■ Problem details ■
Go through the lines below and tally each one holding "tower". Write only the total.
*** Source data
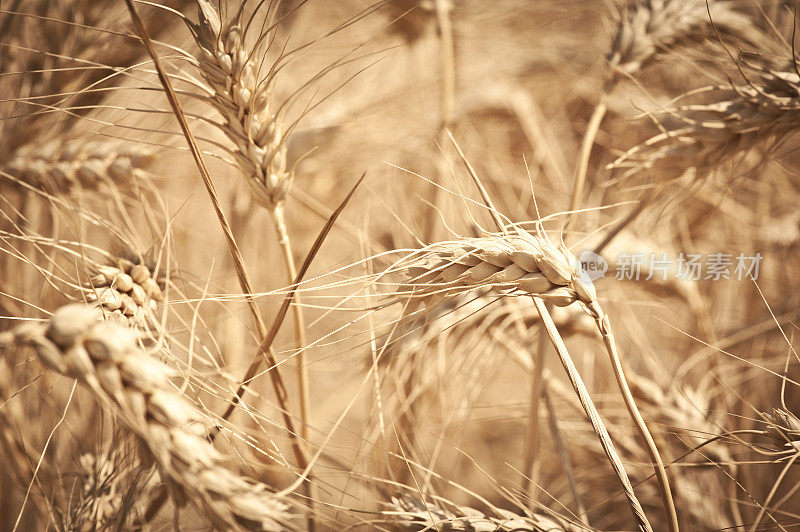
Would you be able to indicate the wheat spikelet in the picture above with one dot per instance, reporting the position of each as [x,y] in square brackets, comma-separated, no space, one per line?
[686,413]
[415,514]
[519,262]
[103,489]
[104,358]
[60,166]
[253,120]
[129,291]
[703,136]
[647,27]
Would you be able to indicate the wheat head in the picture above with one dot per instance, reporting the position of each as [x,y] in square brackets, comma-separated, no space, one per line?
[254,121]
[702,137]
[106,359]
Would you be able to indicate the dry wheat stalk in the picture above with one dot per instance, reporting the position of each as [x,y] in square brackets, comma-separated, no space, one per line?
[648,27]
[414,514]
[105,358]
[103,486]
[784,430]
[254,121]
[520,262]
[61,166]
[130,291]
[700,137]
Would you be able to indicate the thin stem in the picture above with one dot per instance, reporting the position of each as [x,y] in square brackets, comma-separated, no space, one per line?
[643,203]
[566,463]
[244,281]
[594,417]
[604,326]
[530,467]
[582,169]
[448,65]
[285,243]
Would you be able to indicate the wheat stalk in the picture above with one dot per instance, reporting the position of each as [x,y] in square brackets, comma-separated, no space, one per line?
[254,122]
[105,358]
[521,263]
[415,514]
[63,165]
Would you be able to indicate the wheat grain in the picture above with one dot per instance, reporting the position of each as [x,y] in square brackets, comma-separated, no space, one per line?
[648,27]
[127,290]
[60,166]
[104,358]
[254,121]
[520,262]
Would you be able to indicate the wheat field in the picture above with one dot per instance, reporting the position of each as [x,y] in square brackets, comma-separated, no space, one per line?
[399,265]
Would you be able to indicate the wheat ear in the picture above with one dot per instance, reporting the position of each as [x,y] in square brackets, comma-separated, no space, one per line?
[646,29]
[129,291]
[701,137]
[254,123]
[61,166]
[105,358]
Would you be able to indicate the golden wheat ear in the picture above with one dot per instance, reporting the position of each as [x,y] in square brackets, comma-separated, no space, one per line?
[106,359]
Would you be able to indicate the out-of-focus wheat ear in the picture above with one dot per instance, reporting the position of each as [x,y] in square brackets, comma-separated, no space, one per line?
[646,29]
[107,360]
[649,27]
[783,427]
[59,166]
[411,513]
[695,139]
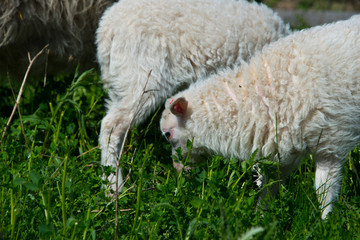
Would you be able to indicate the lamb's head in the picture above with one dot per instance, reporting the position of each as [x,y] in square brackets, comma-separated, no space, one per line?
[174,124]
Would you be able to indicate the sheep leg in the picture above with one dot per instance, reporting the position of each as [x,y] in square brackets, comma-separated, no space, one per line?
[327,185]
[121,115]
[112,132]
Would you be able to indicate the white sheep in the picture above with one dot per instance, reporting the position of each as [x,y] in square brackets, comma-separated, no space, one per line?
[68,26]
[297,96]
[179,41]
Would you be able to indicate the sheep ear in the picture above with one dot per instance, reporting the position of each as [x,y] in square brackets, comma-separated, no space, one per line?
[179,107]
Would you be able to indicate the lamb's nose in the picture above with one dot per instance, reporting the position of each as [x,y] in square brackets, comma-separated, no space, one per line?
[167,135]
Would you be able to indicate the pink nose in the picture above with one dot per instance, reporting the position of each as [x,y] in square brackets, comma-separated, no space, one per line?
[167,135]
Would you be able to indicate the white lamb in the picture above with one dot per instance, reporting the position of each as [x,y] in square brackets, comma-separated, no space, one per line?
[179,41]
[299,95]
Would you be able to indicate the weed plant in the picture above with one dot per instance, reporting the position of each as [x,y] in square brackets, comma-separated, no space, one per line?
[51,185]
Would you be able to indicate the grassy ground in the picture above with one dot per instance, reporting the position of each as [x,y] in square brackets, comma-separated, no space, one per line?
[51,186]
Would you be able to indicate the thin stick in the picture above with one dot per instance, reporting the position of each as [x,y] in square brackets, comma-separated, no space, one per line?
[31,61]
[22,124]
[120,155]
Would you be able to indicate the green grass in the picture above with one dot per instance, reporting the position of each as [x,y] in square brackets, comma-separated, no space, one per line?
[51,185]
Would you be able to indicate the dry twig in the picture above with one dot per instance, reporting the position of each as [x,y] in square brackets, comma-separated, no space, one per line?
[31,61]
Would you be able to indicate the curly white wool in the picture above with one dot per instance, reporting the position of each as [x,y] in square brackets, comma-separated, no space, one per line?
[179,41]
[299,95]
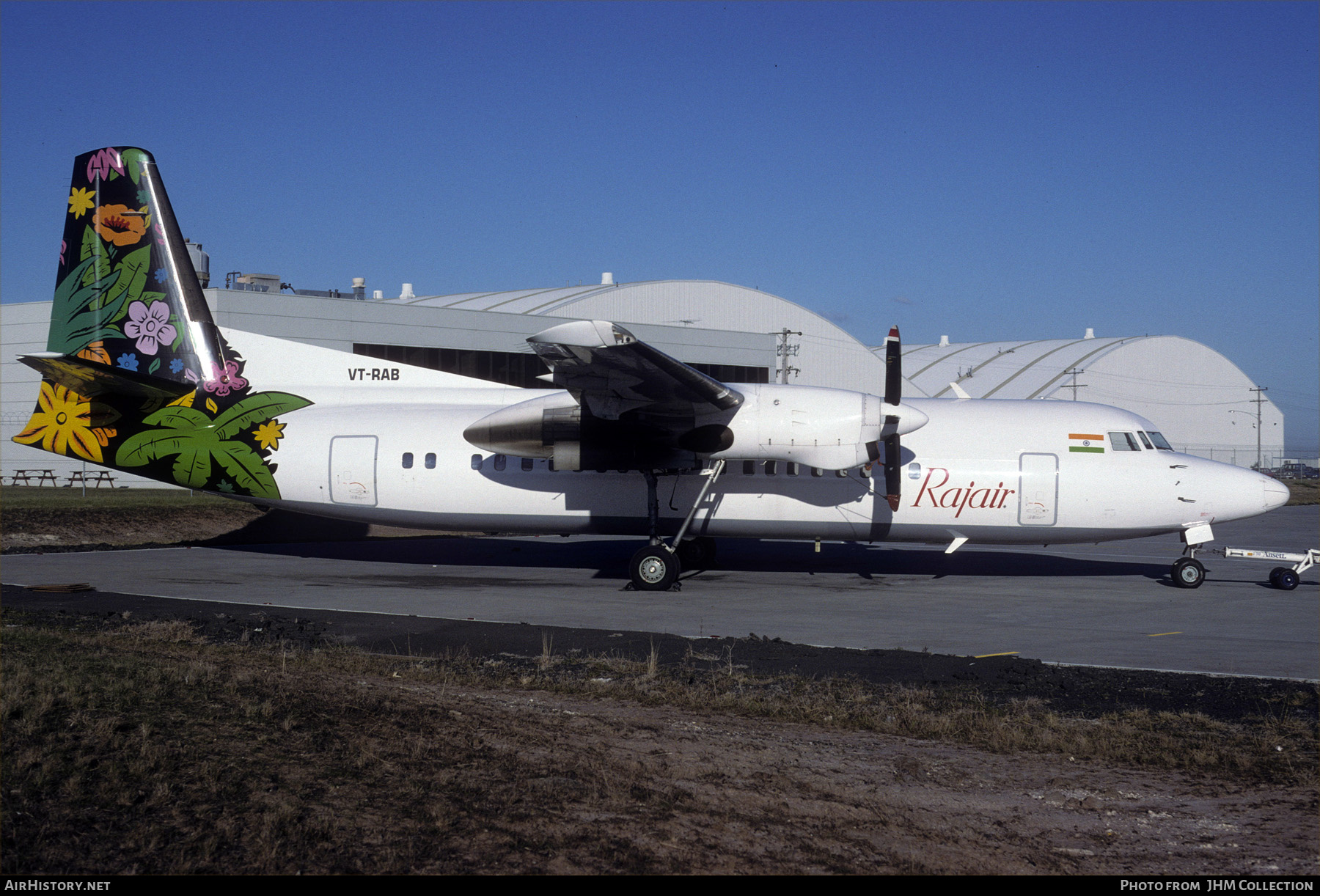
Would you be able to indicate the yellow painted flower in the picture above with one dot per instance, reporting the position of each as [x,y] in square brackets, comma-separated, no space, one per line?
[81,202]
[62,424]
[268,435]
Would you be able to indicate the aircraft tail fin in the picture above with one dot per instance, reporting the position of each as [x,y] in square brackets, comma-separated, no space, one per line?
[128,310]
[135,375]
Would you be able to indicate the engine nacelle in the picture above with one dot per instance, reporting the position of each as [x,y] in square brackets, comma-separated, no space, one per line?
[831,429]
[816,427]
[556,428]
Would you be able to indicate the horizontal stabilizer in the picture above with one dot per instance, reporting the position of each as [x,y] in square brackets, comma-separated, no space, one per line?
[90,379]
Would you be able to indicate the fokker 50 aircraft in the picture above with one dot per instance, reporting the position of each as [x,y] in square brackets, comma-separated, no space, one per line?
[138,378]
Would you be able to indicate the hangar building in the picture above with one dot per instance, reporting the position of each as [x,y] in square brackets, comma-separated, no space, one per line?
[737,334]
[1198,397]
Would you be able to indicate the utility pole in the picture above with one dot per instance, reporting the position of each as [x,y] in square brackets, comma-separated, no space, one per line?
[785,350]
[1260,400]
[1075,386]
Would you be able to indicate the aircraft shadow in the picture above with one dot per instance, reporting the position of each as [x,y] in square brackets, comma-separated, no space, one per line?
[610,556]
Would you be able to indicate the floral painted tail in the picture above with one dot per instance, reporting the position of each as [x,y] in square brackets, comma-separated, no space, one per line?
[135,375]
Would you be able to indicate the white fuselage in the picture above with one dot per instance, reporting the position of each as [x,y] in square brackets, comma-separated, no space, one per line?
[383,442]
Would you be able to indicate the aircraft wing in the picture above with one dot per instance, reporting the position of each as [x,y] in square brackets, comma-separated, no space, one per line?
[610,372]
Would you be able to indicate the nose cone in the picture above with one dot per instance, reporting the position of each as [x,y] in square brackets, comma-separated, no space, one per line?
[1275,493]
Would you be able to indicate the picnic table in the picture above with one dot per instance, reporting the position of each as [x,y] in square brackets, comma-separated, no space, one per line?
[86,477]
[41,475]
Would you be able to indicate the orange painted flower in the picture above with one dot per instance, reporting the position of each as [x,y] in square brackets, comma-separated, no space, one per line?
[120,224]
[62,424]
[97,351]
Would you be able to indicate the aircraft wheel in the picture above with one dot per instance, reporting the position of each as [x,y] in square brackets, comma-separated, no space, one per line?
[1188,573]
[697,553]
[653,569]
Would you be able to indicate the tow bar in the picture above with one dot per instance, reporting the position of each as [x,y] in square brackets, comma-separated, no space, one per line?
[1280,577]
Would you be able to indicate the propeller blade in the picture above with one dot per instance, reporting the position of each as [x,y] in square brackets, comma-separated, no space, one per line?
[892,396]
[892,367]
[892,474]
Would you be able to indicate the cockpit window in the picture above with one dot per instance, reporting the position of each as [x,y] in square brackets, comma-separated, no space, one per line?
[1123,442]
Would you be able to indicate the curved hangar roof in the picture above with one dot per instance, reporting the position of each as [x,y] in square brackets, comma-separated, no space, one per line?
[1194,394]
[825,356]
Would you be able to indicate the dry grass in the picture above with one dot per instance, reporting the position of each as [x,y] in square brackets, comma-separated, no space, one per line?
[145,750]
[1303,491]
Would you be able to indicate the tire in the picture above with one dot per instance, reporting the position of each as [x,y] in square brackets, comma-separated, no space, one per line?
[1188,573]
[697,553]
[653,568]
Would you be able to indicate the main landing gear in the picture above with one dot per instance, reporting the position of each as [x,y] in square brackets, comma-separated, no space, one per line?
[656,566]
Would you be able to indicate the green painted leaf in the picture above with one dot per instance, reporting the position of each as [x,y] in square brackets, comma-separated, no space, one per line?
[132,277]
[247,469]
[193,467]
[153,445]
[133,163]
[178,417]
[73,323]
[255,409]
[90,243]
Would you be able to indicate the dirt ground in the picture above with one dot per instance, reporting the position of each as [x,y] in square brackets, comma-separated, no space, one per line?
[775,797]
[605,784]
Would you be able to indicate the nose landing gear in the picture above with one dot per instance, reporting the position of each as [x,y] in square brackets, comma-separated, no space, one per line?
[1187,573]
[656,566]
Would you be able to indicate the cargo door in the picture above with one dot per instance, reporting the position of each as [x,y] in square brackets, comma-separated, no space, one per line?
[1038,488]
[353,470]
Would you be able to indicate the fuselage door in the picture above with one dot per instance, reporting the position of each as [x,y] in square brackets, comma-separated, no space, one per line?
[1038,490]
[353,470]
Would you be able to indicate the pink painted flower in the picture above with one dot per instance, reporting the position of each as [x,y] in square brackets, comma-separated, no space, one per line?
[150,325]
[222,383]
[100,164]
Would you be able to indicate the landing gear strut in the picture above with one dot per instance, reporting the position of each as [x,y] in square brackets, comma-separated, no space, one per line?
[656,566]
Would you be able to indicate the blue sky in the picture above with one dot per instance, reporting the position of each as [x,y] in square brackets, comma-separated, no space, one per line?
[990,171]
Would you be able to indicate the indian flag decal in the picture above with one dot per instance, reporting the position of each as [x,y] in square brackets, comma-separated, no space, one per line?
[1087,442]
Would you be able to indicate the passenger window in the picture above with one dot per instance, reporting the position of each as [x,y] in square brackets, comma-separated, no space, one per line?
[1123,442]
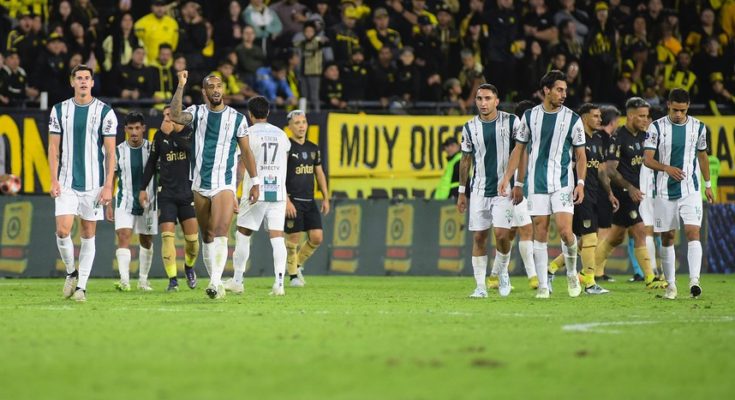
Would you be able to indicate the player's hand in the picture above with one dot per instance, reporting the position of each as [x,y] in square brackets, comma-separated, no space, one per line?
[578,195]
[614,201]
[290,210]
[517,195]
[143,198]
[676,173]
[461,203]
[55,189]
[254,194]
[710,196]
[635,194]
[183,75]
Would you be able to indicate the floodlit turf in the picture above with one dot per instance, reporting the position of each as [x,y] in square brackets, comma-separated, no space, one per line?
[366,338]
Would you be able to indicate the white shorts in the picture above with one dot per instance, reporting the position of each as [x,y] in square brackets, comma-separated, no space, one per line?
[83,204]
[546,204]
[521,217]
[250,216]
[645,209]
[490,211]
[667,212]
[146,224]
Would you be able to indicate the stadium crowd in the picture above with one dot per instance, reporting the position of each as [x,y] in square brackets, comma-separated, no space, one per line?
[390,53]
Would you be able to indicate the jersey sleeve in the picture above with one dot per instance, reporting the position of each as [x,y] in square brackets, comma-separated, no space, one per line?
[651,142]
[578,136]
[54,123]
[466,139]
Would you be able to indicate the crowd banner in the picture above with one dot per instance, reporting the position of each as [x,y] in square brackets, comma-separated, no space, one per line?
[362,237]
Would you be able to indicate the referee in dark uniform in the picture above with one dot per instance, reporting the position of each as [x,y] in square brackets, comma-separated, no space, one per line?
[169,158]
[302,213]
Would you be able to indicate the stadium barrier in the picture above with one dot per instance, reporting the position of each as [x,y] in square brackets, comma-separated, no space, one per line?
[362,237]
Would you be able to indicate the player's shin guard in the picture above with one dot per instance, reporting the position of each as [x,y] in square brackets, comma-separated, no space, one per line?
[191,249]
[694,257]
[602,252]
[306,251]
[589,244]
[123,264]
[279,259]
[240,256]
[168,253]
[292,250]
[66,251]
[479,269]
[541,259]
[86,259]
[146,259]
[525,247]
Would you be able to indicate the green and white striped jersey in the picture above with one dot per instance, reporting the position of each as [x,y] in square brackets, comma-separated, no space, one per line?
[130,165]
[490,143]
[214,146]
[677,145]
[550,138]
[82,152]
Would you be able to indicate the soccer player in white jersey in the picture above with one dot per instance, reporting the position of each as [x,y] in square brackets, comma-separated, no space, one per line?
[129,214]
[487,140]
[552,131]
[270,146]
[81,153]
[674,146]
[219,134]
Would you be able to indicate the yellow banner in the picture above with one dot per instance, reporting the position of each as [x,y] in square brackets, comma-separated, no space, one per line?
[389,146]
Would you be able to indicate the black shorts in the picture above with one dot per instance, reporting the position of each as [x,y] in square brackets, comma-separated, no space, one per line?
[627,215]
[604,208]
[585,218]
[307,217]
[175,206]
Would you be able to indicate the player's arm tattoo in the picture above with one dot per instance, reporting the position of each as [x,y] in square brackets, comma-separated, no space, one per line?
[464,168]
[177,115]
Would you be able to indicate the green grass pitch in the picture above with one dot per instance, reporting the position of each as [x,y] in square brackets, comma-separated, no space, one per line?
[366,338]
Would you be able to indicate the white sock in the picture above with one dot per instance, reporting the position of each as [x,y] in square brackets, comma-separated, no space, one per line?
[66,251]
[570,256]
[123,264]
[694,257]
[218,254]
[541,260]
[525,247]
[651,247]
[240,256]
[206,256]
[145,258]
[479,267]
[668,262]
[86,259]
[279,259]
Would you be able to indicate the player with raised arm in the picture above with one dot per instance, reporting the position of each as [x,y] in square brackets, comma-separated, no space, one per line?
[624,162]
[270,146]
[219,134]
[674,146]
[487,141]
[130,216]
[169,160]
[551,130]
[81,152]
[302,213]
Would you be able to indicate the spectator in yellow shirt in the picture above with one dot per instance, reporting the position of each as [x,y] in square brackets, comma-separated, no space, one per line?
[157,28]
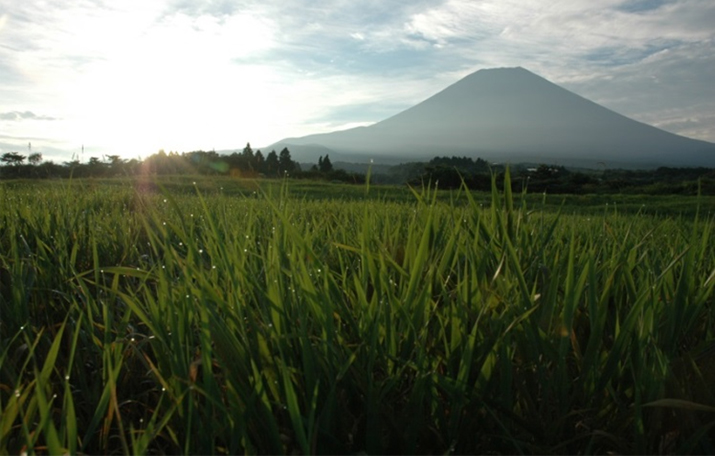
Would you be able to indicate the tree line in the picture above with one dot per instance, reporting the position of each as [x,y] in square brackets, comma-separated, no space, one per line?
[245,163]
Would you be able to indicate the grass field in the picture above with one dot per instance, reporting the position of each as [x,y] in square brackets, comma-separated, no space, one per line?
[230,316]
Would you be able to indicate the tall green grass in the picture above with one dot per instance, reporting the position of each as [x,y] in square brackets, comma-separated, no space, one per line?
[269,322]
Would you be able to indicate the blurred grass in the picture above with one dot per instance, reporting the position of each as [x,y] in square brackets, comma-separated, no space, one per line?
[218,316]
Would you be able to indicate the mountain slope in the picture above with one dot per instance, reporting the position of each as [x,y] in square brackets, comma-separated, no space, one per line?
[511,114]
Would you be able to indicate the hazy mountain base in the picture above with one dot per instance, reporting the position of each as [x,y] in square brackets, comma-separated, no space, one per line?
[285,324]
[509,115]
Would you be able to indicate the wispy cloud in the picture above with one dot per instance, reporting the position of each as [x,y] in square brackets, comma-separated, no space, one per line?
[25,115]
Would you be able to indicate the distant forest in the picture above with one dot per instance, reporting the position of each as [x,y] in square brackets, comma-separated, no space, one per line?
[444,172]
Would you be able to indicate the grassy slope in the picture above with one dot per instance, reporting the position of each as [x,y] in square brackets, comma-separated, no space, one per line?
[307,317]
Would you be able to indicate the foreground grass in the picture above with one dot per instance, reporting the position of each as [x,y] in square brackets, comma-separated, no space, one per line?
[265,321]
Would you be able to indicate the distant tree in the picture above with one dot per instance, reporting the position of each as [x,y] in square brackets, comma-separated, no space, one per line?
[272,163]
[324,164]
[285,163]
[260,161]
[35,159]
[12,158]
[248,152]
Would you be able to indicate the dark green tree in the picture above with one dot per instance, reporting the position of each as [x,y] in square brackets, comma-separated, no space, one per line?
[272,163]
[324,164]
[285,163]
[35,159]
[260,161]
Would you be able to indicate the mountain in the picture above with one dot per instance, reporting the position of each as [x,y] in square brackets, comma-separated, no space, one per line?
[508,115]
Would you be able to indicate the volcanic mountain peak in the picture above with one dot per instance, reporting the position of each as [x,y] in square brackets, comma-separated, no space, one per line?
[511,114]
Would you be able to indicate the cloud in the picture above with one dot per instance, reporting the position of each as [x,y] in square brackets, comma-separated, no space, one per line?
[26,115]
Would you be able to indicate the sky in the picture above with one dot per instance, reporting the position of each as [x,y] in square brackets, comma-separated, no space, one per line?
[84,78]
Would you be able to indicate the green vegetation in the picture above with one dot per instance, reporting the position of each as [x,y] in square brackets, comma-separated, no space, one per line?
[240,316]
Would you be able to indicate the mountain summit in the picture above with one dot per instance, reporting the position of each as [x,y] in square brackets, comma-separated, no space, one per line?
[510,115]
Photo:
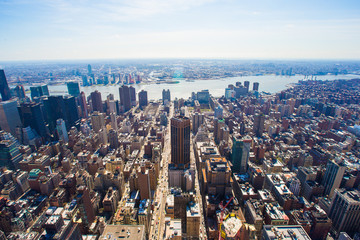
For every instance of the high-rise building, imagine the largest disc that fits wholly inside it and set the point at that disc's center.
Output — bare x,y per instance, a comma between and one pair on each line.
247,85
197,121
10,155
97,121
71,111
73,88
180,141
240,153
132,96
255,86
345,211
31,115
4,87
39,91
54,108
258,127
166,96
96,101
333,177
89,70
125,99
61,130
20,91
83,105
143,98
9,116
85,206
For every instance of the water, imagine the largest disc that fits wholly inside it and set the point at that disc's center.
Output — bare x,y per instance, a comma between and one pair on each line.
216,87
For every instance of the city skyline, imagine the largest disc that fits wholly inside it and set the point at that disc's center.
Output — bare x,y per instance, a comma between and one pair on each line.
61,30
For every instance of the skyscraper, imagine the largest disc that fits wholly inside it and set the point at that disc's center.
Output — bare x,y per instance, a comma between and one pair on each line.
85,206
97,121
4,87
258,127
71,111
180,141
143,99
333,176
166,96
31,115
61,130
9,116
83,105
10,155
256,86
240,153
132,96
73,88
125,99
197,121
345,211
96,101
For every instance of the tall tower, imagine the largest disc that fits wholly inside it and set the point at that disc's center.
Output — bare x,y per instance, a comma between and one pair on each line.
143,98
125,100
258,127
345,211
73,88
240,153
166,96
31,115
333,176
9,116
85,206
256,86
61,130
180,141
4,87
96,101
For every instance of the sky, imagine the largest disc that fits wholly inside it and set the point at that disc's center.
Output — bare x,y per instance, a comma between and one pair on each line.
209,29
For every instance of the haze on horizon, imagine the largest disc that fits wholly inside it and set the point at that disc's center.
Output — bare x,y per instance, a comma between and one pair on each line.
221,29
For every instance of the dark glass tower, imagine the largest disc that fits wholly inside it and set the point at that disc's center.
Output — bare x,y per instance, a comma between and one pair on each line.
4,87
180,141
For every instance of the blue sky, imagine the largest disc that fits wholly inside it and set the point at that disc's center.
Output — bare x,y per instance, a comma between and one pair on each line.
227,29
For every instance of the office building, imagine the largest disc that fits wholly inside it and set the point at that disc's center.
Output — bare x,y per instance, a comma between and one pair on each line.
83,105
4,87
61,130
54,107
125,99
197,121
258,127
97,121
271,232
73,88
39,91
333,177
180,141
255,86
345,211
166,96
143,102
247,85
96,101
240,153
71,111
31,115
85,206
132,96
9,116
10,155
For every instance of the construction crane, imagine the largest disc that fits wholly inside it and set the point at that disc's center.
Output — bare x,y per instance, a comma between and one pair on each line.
******
■ Response ■
2